Goal of the exercise
Reproduce the whole listing, character for character.

----

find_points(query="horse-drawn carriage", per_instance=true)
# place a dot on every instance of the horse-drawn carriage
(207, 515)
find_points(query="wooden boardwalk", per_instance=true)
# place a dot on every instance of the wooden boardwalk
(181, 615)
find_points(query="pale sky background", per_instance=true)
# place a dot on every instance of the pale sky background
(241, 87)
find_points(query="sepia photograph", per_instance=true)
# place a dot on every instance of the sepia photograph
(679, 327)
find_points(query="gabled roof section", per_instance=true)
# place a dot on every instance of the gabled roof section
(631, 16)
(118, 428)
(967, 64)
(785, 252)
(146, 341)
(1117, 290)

----

Complete response
find_points(query="horse-drawn carriage", per_instance=true)
# place a dot on every instance of the horse-drawn carriage
(207, 515)
find_points(query="wooden boardwalk", per_instance=true)
# place a dot on every instance of the wooden boardwalk
(181, 615)
find_points(query="pale sky background", per_instance=true)
# place a dot on every instance of the pale sky background
(241, 87)
find_points(query="sepia photograph", per_instance=true)
# place a dot on every instance of the sepia photograph
(679, 327)
find_points(query="gabled roof section", per_instance=true)
# place a dot on every instance of the gabled roof section
(631, 16)
(118, 428)
(967, 64)
(785, 252)
(146, 341)
(1117, 290)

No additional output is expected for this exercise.